Problem statement - Locate the line that contains "Exercise. Point out the pale". Print it and each following line through the end of the listing, verbatim, and nothing more.

[start of Exercise input]

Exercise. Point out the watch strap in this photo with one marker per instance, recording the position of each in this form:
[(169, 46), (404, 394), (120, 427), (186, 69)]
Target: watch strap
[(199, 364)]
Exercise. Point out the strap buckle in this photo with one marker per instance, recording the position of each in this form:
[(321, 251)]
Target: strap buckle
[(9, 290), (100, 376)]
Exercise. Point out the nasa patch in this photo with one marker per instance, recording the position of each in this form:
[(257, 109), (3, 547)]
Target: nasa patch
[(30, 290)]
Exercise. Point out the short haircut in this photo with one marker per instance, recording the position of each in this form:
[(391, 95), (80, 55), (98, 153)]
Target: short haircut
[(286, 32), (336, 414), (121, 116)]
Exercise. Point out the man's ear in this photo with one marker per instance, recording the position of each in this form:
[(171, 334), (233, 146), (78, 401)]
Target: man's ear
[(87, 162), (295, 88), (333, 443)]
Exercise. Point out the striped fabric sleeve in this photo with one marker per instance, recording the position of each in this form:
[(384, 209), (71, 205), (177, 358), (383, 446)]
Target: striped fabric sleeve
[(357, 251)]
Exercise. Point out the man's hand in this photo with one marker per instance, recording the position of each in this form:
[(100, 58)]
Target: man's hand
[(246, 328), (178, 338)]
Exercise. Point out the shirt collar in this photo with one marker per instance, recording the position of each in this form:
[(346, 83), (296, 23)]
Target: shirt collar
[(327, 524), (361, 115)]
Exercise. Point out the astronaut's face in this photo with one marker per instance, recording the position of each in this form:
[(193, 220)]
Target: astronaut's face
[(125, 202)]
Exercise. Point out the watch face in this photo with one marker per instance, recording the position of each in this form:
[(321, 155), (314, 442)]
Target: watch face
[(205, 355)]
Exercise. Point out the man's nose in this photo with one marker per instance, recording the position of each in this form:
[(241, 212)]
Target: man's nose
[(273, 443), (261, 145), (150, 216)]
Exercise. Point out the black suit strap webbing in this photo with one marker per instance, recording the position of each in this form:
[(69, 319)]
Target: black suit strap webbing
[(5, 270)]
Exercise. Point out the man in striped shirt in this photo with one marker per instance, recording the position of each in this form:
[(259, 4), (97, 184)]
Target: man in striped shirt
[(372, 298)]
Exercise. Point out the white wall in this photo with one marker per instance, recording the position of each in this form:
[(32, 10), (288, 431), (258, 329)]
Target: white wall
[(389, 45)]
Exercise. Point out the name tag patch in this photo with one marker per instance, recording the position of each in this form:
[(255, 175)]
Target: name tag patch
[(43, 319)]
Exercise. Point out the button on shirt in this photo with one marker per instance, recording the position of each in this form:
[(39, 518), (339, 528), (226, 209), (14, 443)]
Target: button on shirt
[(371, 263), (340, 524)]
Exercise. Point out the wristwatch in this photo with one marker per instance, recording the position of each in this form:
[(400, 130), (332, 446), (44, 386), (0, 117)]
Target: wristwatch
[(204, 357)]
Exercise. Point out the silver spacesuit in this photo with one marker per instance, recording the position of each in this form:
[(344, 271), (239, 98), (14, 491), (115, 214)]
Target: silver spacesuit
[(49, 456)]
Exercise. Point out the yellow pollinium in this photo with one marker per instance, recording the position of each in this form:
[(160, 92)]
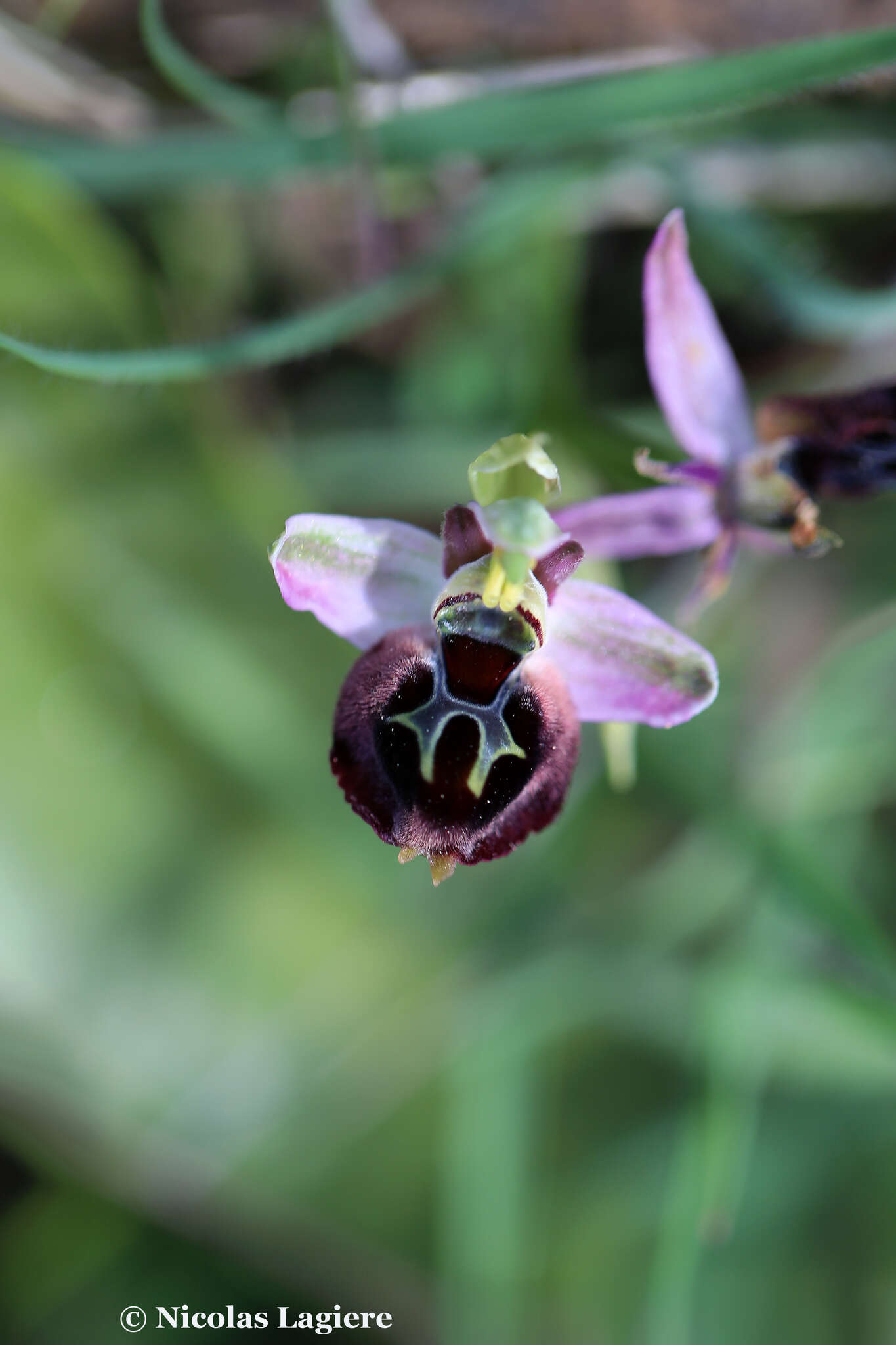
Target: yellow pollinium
[(441, 865), (501, 591)]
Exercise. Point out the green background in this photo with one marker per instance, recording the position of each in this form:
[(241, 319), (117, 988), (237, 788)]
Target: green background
[(634, 1083)]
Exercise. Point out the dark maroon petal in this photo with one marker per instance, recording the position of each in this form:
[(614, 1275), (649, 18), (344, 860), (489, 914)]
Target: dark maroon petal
[(843, 444), (837, 417), (476, 669), (463, 539), (377, 761), (557, 567)]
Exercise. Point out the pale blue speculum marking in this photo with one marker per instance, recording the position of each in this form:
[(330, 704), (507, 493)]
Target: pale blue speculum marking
[(429, 721)]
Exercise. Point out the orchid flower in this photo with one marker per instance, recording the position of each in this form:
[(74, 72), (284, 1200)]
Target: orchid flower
[(457, 731), (733, 487)]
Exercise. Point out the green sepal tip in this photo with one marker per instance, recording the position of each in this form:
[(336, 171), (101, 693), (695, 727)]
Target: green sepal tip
[(516, 467)]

[end of Exercise input]

Task answer -
Exercise. Point out the pale blue speculum marking in this photo with one marker per instance, recording the position of each in this form:
[(330, 704), (507, 493)]
Target: pale blue speculum marking
[(429, 721)]
Exercise. Point out the orchid flower in this photo with one marker per instance, recording the position of each in this form:
[(74, 72), (284, 1200)]
Target: orchid flower
[(457, 731), (733, 487)]
Exercise. Point out the green sepal tip in this photo with one marker per instance, recording the position of each in this form:
[(336, 171), (101, 693), (695, 727)]
Target: green sepal tip
[(516, 467)]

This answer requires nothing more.